-- BEGIN Exercise material --

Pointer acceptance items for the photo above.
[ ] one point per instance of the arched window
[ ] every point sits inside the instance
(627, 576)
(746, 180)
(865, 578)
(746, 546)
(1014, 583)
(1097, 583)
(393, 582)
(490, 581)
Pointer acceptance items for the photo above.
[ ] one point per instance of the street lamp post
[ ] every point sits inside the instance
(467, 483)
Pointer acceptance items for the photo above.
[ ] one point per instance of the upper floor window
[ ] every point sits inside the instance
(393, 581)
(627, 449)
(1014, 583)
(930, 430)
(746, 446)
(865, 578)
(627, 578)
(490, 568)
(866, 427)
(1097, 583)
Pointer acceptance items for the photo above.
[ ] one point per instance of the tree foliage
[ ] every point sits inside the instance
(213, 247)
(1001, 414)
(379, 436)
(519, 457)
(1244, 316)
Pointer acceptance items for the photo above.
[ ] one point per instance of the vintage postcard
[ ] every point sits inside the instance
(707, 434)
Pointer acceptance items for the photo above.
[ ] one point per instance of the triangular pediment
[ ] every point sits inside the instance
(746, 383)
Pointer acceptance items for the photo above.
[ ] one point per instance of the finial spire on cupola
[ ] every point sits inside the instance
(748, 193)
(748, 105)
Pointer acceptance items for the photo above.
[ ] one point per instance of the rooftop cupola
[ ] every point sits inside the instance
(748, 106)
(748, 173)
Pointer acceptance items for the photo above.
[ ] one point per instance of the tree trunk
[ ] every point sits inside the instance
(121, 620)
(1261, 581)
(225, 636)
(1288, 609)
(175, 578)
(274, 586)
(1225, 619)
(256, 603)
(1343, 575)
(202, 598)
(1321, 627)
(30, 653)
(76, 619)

-- END Exercise material --

Would you write down every record again, exactly?

Solution below
Pointer acceptance items for the photo above.
[ ] one point per instance of the arched window
[ ] every point sits inside the instance
(627, 576)
(746, 180)
(865, 578)
(746, 546)
(1014, 583)
(1097, 583)
(393, 582)
(490, 581)
Pointer acceptance items for the photo above.
[ ] one point per instance of the street lamp post
[ ] every point sits inside the instance
(467, 483)
Pointer acceptance items for the photo above.
[ ] one point per instance of the upper floor window
[ ] every point sits inside the instance
(393, 581)
(627, 449)
(1014, 583)
(930, 430)
(746, 446)
(865, 578)
(627, 578)
(490, 568)
(866, 427)
(1097, 583)
Pointer acceptance items for the photo above.
[ ] one point per instance of the tree foliage
[ ] every point sits inside the instance
(213, 247)
(1001, 414)
(379, 436)
(519, 457)
(1244, 316)
Pointer acceptance items for the photo above.
[ ] one point per instance of the vintage postcard
[ ] every point sits inside the instance
(707, 434)
Pointer acceptance items for the photo above.
[ ] one point per instance of the triangular pediment
[ ] every point sits inside the instance
(746, 383)
Pointer acceptance items for the photo above.
[ ] one point per instance of the finial spire on cupola
[ ] every point sits inside the instance
(748, 193)
(748, 105)
Pointer acceptance items for the photo above.
[ ] one point per instance of the rooftop cupola
[ ] every point sits inside the instance
(748, 106)
(748, 173)
Pointer acceptance items for the photo above.
[ ] one point per instance of the tree trunk
[ ] every point sits inside the instance
(121, 620)
(1261, 581)
(225, 636)
(1288, 609)
(175, 578)
(274, 586)
(1225, 619)
(256, 603)
(1343, 575)
(202, 598)
(1321, 627)
(30, 653)
(76, 619)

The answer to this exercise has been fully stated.